[BEGIN Given entries]

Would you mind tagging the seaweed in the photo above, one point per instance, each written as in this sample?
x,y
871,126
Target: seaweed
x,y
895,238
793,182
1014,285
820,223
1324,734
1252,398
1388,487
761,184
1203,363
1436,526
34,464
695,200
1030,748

[END Given entries]

**What to work on**:
Please copy the listing above in full, requests included, shifting every answer point by adding 143 to both its x and y coordinates. Leave the numbers in the requests and their format samples unchanged.

**Written solution**:
Would you mind tagging the seaweed in the photo above, one point per instance, each written as in this sample?
x,y
871,126
Target: seaweed
x,y
1038,381
936,325
1157,428
963,366
1467,877
1395,541
1531,630
904,327
1346,506
1579,669
177,607
838,343
1173,891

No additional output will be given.